■ **Text extract**:
BNC Review of Charities


KEEN Oxford

What it does:

KEEN runs social, recreational, and sporting activities for children and adults with a wide range of disabilities or special needs, because they believe that society should be fully inclusive for everyone.

 

What you can do:

You can volunteer to help run the sessions, all of which take place locally in Oxford. You can choose to work with kids or adults, participate in sports or arts and crafts, and pick a day that suits you.

 

Commitment required:

Very flexible, since you choose to sign up for however many sessions you’d like. Each activity ranges between an hour to an afternoon in length.

 

How to find out more:

The website: https://www.keenoxford.org/

BNC volunteers: Rosaline de Koning, Uma Vaidya

Project SOUP

What it does:

This project runs termly micro-funding dinners to support local projects, in which charities present their cause during a soup dinner and get the chance to win donations from the local community.

 

What you can do:

You can attend termly events to learn more about the charities and what they do, as well as volunteering at the termly events by being involved in advertisement before the dinner and helping to cook the dinner itself.

 

Commitment required:

Just one afternoon and evening a term, often between 4 and 10pm.

 

How to find out more:

The website: https://projectsoupoxford.weebly.com/

BNC volunteers: Eleanor Pendle

2nd Oxford Scout Group

What it does:

This is a scout group with young people between 6 and 14 years old. They do everything from crafts to camping, developing young people’s teamwork abilities, skills for life, and confidence.

■ **Given material**:
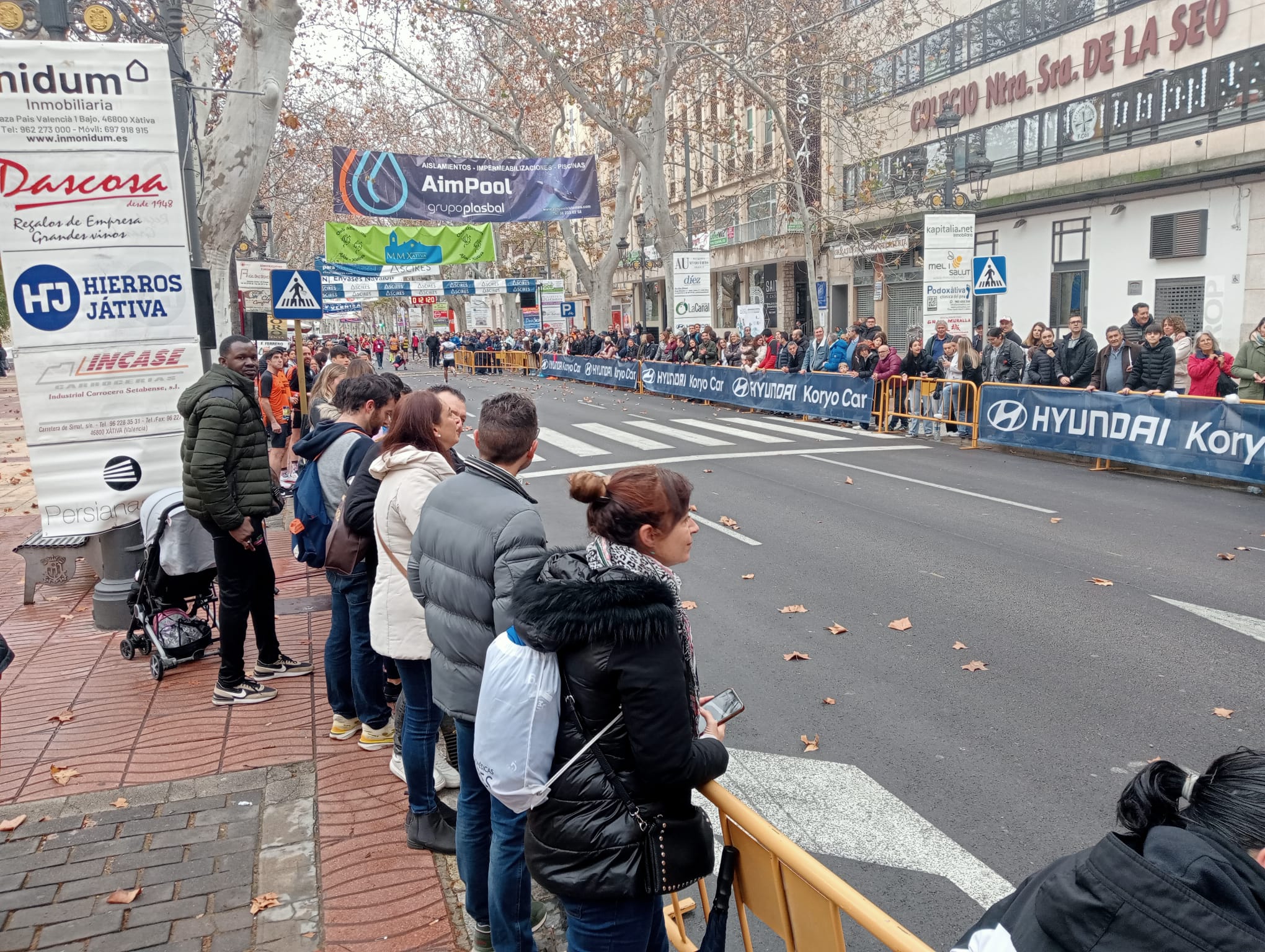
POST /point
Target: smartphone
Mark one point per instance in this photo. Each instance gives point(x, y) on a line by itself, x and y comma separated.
point(724, 707)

■ **Given request**:
Translate this sentence from the charities review above into Spanish: "You can volunteer to help run the sessions, all of which take place locally in Oxford."

■ **Written reply**:
Puedes hacer voluntariado para ayudar a llevar a cabo las sesiones, todas las cuales se celebran localmente en Oxford.